= Beginning of Section =

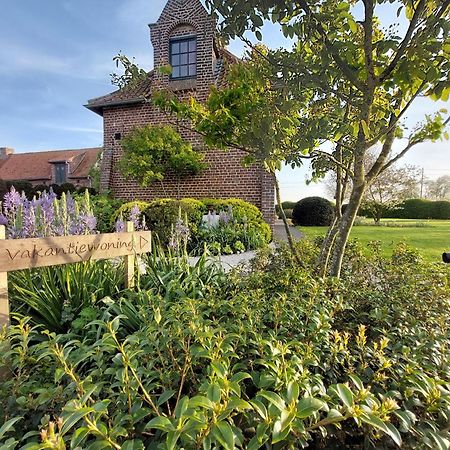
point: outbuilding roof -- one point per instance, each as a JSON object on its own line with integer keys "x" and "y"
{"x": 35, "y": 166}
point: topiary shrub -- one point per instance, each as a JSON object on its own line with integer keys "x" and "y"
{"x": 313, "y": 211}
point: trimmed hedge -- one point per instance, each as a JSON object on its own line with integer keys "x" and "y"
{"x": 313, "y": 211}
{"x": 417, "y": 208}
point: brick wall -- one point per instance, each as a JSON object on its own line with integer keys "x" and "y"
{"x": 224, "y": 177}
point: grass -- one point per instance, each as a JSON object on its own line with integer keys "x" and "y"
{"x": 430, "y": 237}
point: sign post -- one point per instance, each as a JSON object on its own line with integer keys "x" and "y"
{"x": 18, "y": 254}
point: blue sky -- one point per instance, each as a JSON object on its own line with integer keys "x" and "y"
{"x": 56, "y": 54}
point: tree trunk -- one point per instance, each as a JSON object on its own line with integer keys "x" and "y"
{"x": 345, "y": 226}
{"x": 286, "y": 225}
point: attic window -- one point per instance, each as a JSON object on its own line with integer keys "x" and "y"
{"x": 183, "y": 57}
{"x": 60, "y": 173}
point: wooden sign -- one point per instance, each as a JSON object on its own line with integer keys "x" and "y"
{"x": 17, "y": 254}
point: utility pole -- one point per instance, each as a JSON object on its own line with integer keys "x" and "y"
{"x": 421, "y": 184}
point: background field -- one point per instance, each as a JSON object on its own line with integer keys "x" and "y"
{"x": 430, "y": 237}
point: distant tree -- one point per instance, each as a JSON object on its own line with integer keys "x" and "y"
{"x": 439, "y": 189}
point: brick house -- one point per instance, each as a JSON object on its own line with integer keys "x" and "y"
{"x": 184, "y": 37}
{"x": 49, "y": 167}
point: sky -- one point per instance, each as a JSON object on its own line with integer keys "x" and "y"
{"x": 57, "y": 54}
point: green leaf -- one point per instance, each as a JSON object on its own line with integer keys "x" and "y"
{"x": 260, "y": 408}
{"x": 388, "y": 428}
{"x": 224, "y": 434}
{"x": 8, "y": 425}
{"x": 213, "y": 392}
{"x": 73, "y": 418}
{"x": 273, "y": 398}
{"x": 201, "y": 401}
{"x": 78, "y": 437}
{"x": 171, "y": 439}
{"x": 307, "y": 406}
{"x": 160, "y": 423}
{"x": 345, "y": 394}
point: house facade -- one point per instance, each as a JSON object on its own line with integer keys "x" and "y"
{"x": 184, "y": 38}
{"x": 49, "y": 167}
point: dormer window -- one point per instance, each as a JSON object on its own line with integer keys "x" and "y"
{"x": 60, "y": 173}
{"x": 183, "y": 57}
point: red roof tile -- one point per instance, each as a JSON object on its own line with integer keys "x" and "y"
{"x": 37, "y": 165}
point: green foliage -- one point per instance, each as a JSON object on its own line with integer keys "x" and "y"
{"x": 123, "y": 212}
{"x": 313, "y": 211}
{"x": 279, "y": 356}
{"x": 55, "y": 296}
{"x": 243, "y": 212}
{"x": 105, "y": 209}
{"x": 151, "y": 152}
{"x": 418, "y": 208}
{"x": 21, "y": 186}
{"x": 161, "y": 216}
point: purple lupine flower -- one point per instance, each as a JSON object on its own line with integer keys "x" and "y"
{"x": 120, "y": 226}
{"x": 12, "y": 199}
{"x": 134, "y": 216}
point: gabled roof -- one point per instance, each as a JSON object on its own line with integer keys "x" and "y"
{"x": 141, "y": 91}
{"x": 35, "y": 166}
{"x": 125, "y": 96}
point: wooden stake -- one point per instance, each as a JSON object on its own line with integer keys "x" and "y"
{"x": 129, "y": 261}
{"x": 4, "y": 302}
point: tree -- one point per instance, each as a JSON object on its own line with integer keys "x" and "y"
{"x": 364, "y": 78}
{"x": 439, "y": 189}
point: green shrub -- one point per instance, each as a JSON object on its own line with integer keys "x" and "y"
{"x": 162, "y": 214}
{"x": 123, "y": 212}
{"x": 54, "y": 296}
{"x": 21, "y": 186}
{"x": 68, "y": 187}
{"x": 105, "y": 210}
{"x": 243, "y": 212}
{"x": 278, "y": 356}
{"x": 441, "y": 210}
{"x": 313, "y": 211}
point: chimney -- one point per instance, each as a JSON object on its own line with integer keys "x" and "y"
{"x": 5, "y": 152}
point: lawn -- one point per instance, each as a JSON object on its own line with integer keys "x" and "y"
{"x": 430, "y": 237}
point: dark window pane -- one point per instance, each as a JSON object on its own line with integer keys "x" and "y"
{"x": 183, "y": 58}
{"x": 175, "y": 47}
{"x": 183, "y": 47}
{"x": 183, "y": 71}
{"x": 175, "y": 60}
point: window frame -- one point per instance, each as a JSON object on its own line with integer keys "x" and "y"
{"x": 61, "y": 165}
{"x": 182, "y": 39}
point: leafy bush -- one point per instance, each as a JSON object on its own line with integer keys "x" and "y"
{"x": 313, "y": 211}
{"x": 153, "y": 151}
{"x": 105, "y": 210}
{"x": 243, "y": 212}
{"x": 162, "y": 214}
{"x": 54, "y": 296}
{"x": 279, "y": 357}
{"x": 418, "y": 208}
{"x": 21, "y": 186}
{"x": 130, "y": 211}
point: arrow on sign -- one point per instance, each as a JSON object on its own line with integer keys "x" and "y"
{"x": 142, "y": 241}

= End of Section =

YOUR OBJECTIVE: Word for word, return all the entries and skip their pictures.

ANSWER AREA:
point: outbuilding roof -- one point per instance, each as a JSON object on its own line with integer keys "x" and "y"
{"x": 35, "y": 166}
point: topiary shrub -- one point per instance, each as a JSON object on its own line with integer keys "x" and "y"
{"x": 313, "y": 211}
point: trimmed hedge -- one point per instance, each as a JSON object on its own line with integer keys "x" and "y"
{"x": 313, "y": 211}
{"x": 417, "y": 208}
point: brick wall -- one point per instance, each as a JSON object on its own line with integer keys "x" and "y"
{"x": 224, "y": 177}
point: grass -- one point per instance, each as a JSON object on its own line with integer keys "x" and "y"
{"x": 430, "y": 237}
point: sign post -- one point per instance, each as a JSON object on its own line with integer keys "x" and "y"
{"x": 18, "y": 254}
point: blue sky -- one point per instance, each as a JSON object on its own line with integer keys "x" and "y"
{"x": 56, "y": 54}
point: tree trunk -- one point per instance, each as a JSON object on its own line with integer keys "x" and "y"
{"x": 345, "y": 226}
{"x": 286, "y": 225}
point: attic window -- one point per instance, each as a JSON object on its own line with integer keys "x" and "y"
{"x": 183, "y": 57}
{"x": 60, "y": 173}
point: wooden sign -- one point per instance, each as a JSON object on its own line with integer keys "x" and "y"
{"x": 17, "y": 254}
point: utility pole -- one point per instance, each as a JSON object on its own line with integer keys "x" and "y"
{"x": 421, "y": 184}
point: background field -- one point per instance, each as a JSON object on its own line with integer keys "x" and "y"
{"x": 430, "y": 237}
point: distant tree -- one point per instance, each as a JSON object on its own line with integer keys "x" and "y"
{"x": 439, "y": 189}
point: brick house -- one point per instance, each as a JSON object on its own line with integer keys "x" and "y"
{"x": 184, "y": 37}
{"x": 49, "y": 167}
point: sky -- one point per instance, each as a JSON object on its own line with integer keys "x" and "y"
{"x": 57, "y": 54}
point: green leaf -- one point per instance, each as a JSON object on its own line with integer keys "x" and "y"
{"x": 260, "y": 408}
{"x": 388, "y": 428}
{"x": 224, "y": 434}
{"x": 8, "y": 425}
{"x": 213, "y": 392}
{"x": 73, "y": 418}
{"x": 273, "y": 398}
{"x": 201, "y": 401}
{"x": 78, "y": 437}
{"x": 171, "y": 439}
{"x": 307, "y": 406}
{"x": 160, "y": 423}
{"x": 345, "y": 394}
point: house facade -- one point per instance, each as a JSON object on its own line with integer keys "x" and "y"
{"x": 184, "y": 38}
{"x": 49, "y": 167}
point: dormer window -- one point per instance, each as a JSON object on its own line with integer keys "x" and "y"
{"x": 60, "y": 173}
{"x": 183, "y": 57}
point: red roof tile -- one point per instance, each as a JSON object on its own line with integer keys "x" and "y"
{"x": 37, "y": 165}
point: green foliage -- one point per instance, each as a JSON object on its own line with integer keys "x" and "y"
{"x": 123, "y": 212}
{"x": 313, "y": 211}
{"x": 279, "y": 356}
{"x": 55, "y": 296}
{"x": 243, "y": 212}
{"x": 105, "y": 209}
{"x": 151, "y": 152}
{"x": 418, "y": 208}
{"x": 21, "y": 186}
{"x": 161, "y": 216}
point: purple lupine flower -- one point per instance, each as a JSON object on its own line with integer keys "x" and "y"
{"x": 120, "y": 226}
{"x": 12, "y": 199}
{"x": 134, "y": 216}
point: gabled roof -- one point per instance, each as a JSON object on its own line with integer keys "x" and "y"
{"x": 141, "y": 91}
{"x": 35, "y": 166}
{"x": 125, "y": 96}
point: wooden stake -- one point per instance, each as a JSON object on its own line with integer keys "x" and "y"
{"x": 129, "y": 261}
{"x": 4, "y": 302}
point: tree -- one point per instance, each as a JSON object on its own line with integer keys "x" and "y"
{"x": 364, "y": 78}
{"x": 439, "y": 189}
point: green shrub -- one point per instance, each as a JSON object on its own line with integer keys "x" and "y"
{"x": 162, "y": 214}
{"x": 123, "y": 212}
{"x": 54, "y": 296}
{"x": 21, "y": 186}
{"x": 68, "y": 187}
{"x": 105, "y": 210}
{"x": 243, "y": 212}
{"x": 278, "y": 356}
{"x": 441, "y": 210}
{"x": 313, "y": 211}
point: chimney -- one point per instance, each as a JSON object on its own line with integer keys "x" and "y"
{"x": 5, "y": 152}
point: lawn -- one point per instance, each as a JSON object on its own line with integer keys "x" and "y"
{"x": 430, "y": 237}
point: dark window pane -- one point per instance, each as a JSON object on its own line with integer keys "x" and "y"
{"x": 183, "y": 58}
{"x": 175, "y": 47}
{"x": 183, "y": 47}
{"x": 183, "y": 71}
{"x": 175, "y": 60}
point: window frame -- one point per instance, each as a JSON object on its own line with integer keys "x" and "y"
{"x": 61, "y": 165}
{"x": 182, "y": 39}
point: leafy bush -- one point per instance, each as a JSON object on its own line with integer keys "x" and "y"
{"x": 313, "y": 211}
{"x": 153, "y": 151}
{"x": 105, "y": 210}
{"x": 243, "y": 212}
{"x": 162, "y": 214}
{"x": 54, "y": 296}
{"x": 279, "y": 357}
{"x": 418, "y": 208}
{"x": 21, "y": 186}
{"x": 130, "y": 211}
point: arrow on sign -- one point per instance, each as a JSON object on its own line with integer keys "x" and "y"
{"x": 142, "y": 241}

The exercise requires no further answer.